:: Assigned task ::
Copy the passage of the Beeman running club article word for word, from "Now, Beeman kids" to "before school Thursday.".

:: Supplied text ::
With childhood obesity rates alarming parents and medical professionals more than ever — and scientists simultaneously tying exercise to increased learning capacity — a group of Beeman Memorial School adults teamed up to inspire a change.
Now, Beeman kids are stomping out the obesity statistics and firing up their brains for learning, one lap at a time.
Kids outfitted in various apparel from athletic shorts and sweatshirts to jeans, sparkly T-shirts, hair ribbons and yoga pants, trotted around cones on Beeman’s grassy field before school Thursday.
“It’s a good source of exercise,” said third grader Sameera Arif after she finished her laps. “It really wakes me up in the morning.”
The running program, inspired by Rockport Elementary School’s similar and successful running club, kicked off this spring. School Nurse Janet Dickinson said she had been hoping to get this kind of program off the ground for a while, but when All-American runner Peter Asaro joined the teaching team as a para professional and special ed staffer Layce Alves, one of Cape Ann’s leading competitive runners, stepped up to the plate to help, the group hit the ground running.
The kids meet Tuesday and Thursday mornings for about an hour each day. They jog warm ups, then stretch out and follow up with a game-type exercise. Thursday’s game glob tag, a team-style game of tag.

:: Region descriptions in natural language ::
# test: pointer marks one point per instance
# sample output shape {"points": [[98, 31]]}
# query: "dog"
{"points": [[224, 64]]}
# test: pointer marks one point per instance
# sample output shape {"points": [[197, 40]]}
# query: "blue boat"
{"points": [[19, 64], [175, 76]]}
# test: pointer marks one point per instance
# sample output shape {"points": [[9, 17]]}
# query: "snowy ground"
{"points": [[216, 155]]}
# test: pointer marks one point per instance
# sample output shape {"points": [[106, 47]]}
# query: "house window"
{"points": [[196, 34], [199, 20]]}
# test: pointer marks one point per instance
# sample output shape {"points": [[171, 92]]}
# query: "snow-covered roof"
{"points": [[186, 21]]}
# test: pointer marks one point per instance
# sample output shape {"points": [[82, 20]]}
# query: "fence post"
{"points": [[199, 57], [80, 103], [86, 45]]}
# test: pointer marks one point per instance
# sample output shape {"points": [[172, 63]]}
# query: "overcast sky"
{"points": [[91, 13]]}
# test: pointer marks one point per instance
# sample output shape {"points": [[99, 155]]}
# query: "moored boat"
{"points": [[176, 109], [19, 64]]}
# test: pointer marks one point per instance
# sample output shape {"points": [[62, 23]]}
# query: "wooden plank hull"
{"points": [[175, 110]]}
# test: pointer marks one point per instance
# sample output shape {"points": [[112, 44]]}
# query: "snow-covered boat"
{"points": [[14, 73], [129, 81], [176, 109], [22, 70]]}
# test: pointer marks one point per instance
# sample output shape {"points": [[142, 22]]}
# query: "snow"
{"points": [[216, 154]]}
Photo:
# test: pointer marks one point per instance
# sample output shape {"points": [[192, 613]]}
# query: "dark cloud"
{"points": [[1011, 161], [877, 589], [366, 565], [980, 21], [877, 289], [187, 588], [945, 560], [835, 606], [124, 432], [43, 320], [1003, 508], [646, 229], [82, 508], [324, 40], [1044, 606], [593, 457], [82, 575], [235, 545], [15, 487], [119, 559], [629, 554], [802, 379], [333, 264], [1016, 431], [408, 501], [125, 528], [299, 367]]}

:: Solution to the exercise ::
Now, Beeman kids are stomping out the obesity statistics and firing up their brains for learning, one lap at a time.
Kids outfitted in various apparel from athletic shorts and sweatshirts to jeans, sparkly T-shirts, hair ribbons and yoga pants, trotted around cones on Beeman’s grassy field before school Thursday.